## Tekstfragment
----------

Doomsday (2008)

Regie: Neil Marshall | 105 minuten | actie, horror, thriller, komedie, avontuur, fantasie, science fiction | Acteurs: Caryn Peterson, Adeola Ariyo, Emma Cleasby, Christine Tomlinson, Vernon Willemse, Paul Hyett, Daniel Read, Karl Thaning, Stephen Hughes, Jason Cope, Ryan Kruger, Nathan Wheatley, Cecil Carter, Jeremy Crutchley, Rhona Mitra, Tom Fairfoot, Eloise Cupido, Lily Anderson, Az Abrahams, Bob Hoskins, Alexander Siddig, David O’Hara, Cokey Falkow, John Carson, Nathalie Boltt, Susan Danford, Adrian Lester, Rick Warden, Nora-Jane Noone, Leslie Simpson, Chris Robson, Sean Pertwee, Darren Morfitt, Alessia Ramazzotti, Shaamilla Noordien, Lee-Anne Liebenberg, Craig Conway, Nicholas Pauling, Riaz Solker, MyAnna Buring, Porteus Xandau Steenkamp, Axelle Carolyn, Benedict Carver, Martin Compston, Henie Bosman, Cal Macaninch, Malcolm McDowell, Martin Ball

Wanneer er geen of nauwelijks persvoorstellingen zijn van een film, zoals in Amerika het geval was bij ‘Doomsday’, betekent dit meestal niet veel goeds. Het wijst op weinig vertrouwen in de film van de studio. Er is op het eerste gezicht echter geen reden dat ‘Doomsday’ stilletjes en roemloos aan de kijker, of de pers, voorbij zou moeten gaan. De vorige film van ‘Doomsday’-regisseur Neil Marshall, ‘The Descent’, is namelijk zeer goed ontvangen door publiek en pers, en werd zelfs met superlatieven als “beste horrorfilm ooit” overspoeld. En nu is er een groot ouderwets actiespektakel met een postmodern sausje gearriveerd. Een fijne hakfilm met een no-nonsense benadering en lekkere sarcastische, zwarte humor. “What’s not to like?”

----------

## Gegevensrecords
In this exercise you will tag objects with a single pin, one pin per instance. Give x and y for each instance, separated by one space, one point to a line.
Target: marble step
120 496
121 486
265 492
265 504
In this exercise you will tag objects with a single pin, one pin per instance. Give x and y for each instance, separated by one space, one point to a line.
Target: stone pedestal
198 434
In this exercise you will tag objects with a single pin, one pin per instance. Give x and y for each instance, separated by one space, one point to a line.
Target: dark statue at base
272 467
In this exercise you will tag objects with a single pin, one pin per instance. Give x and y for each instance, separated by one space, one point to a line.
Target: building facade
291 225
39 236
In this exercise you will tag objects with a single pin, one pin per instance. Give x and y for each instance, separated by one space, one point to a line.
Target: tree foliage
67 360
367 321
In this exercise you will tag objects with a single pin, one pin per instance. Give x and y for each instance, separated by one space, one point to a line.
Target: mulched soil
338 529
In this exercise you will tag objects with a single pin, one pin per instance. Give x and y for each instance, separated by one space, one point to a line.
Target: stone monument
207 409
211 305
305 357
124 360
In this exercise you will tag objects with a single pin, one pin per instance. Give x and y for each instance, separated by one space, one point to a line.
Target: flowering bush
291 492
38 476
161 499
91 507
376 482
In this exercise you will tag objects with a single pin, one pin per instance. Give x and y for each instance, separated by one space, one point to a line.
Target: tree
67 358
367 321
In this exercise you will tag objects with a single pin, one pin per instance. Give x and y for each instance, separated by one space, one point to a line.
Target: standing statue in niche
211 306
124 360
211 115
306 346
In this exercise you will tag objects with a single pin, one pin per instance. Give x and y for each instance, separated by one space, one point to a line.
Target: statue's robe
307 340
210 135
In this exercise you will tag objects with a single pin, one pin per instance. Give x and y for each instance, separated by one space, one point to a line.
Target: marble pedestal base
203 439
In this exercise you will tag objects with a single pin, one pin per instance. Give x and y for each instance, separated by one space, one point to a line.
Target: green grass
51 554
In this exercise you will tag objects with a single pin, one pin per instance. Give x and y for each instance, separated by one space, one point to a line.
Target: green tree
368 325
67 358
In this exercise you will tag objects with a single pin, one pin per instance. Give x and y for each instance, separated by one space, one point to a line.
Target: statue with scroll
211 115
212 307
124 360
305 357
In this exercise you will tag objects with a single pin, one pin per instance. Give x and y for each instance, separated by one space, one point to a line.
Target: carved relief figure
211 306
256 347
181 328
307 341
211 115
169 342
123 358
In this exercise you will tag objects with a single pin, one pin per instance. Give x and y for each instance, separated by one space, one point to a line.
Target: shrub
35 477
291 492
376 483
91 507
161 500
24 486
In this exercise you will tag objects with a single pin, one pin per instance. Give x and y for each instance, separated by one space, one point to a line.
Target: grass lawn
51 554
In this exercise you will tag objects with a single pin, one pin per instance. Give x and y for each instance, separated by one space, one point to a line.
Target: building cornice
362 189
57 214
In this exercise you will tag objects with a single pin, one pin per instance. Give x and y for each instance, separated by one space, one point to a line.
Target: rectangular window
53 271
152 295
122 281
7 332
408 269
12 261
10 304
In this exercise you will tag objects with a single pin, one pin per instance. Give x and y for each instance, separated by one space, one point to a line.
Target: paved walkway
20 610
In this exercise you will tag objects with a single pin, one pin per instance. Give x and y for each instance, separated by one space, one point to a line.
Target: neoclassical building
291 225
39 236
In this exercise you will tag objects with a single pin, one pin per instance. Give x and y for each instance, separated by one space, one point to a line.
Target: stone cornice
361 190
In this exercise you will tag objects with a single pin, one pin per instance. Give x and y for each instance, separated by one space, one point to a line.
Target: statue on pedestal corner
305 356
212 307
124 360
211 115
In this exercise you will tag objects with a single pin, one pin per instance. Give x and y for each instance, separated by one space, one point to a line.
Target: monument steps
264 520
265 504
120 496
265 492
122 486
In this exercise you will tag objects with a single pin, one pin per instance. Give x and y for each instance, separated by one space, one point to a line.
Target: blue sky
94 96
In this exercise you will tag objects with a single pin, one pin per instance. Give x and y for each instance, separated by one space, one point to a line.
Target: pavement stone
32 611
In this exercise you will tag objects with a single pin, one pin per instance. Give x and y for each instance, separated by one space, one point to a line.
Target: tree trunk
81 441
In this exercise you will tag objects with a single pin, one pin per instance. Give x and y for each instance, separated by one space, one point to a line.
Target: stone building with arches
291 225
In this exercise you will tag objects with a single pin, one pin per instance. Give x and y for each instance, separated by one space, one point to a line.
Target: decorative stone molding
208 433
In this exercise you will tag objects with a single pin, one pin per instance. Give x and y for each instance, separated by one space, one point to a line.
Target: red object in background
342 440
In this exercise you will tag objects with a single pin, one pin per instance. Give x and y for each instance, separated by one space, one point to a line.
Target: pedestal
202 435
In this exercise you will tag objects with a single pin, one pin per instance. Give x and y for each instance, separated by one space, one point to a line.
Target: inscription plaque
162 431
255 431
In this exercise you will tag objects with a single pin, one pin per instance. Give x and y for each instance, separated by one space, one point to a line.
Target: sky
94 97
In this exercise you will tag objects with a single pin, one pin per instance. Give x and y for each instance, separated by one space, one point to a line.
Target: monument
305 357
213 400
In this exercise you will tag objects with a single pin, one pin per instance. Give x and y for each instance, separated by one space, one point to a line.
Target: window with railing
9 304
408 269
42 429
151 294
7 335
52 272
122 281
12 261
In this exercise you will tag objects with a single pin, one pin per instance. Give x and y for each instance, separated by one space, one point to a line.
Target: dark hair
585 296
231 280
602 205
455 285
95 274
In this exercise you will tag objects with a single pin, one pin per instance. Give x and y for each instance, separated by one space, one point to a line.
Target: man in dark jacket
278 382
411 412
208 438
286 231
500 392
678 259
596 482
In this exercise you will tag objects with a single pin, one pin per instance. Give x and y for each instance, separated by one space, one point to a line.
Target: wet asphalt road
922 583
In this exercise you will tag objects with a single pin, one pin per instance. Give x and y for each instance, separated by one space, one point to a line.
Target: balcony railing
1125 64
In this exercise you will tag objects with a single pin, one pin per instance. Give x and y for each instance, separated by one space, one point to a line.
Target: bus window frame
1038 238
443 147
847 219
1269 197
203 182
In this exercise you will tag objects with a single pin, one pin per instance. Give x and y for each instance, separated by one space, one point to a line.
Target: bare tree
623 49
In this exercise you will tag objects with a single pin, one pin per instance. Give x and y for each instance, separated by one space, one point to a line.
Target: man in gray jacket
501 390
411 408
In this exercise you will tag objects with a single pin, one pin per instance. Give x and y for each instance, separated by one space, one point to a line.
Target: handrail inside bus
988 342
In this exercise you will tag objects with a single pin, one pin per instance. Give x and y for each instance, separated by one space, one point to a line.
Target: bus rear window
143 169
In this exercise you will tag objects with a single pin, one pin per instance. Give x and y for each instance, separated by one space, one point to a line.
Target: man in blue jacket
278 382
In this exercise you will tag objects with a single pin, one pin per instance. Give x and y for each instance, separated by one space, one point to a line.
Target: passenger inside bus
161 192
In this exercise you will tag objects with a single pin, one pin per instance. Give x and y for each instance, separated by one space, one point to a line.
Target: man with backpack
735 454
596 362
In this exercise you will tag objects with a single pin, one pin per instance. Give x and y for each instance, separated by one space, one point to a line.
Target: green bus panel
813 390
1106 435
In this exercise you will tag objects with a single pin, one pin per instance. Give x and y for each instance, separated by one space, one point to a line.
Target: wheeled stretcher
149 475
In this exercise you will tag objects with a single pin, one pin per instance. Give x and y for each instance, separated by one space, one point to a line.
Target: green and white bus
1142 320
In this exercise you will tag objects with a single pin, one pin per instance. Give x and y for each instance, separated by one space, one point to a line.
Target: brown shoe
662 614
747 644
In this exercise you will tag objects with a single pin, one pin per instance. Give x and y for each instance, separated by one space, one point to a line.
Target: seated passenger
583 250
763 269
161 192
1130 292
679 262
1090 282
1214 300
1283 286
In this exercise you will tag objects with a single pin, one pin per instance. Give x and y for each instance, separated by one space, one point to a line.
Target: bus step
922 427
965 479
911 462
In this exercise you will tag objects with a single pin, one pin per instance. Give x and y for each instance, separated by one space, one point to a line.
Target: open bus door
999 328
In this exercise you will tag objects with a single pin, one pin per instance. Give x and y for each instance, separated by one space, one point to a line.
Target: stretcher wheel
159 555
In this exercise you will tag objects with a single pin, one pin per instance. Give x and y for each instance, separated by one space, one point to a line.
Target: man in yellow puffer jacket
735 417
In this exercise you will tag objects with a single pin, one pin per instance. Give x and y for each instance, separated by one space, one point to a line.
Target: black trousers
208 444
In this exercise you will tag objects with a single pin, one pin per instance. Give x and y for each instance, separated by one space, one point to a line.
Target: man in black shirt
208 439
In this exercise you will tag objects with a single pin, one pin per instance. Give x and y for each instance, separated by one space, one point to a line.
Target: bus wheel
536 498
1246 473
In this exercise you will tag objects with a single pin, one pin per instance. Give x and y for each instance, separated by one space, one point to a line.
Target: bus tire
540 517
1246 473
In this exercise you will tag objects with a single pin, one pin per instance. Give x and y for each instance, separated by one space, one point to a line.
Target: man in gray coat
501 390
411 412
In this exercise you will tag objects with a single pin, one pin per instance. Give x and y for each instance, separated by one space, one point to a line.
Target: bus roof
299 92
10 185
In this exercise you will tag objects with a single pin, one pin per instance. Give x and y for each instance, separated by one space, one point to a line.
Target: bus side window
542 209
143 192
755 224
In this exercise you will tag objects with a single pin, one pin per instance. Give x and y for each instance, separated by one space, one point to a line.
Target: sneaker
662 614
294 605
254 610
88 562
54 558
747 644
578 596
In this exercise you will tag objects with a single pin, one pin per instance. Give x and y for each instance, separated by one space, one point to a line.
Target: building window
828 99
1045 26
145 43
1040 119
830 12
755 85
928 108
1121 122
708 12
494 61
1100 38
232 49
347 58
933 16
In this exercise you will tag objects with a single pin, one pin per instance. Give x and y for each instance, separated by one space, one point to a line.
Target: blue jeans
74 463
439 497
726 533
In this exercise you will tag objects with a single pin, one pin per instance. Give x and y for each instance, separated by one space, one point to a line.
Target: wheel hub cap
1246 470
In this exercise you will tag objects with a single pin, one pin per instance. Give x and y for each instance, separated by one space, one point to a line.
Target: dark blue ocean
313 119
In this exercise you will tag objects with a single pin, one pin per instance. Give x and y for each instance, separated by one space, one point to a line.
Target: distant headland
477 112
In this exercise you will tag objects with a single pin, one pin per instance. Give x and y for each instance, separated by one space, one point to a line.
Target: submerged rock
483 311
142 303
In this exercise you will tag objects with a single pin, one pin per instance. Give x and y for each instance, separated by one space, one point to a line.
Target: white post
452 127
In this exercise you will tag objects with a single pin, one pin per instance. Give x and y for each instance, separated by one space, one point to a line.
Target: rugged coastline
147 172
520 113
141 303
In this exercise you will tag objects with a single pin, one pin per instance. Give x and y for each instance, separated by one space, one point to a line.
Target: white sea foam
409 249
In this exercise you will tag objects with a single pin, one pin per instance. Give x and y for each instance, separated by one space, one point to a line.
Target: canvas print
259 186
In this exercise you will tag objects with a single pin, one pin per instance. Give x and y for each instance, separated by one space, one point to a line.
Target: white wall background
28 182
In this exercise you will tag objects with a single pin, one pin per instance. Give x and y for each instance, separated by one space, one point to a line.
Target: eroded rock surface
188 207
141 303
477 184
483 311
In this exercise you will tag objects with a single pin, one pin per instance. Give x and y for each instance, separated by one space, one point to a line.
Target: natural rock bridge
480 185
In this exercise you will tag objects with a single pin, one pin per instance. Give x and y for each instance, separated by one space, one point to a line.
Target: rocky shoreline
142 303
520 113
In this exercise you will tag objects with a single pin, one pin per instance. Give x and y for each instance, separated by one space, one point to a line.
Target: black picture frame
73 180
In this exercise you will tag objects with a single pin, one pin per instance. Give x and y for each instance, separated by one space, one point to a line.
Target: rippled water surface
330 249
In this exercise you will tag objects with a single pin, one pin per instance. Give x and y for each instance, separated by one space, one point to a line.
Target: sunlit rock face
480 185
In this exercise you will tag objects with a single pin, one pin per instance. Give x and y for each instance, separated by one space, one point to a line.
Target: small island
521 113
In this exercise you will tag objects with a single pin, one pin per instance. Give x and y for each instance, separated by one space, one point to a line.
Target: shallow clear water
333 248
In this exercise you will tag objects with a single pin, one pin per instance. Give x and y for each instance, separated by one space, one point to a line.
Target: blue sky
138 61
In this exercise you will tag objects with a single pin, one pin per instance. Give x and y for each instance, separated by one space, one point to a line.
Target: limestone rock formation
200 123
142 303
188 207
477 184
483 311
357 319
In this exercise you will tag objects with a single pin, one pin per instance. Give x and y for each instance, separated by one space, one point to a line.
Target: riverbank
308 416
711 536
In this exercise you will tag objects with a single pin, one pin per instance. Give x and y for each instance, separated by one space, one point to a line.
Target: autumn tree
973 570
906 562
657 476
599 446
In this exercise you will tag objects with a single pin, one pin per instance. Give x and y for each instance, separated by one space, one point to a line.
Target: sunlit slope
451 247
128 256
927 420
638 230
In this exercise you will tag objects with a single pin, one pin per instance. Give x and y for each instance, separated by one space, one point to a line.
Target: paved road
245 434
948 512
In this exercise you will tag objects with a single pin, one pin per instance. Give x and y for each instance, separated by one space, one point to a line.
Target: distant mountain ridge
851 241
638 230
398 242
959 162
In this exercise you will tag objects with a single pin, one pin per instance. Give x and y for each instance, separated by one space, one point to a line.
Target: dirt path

----------

## Opdracht
Welke genres noemt het tekstfragment over Doomsday voor de film? Geef ze allemaal.

## Antwoord
Actie, horror, thriller, komedie, avontuur, fantasie en science fiction.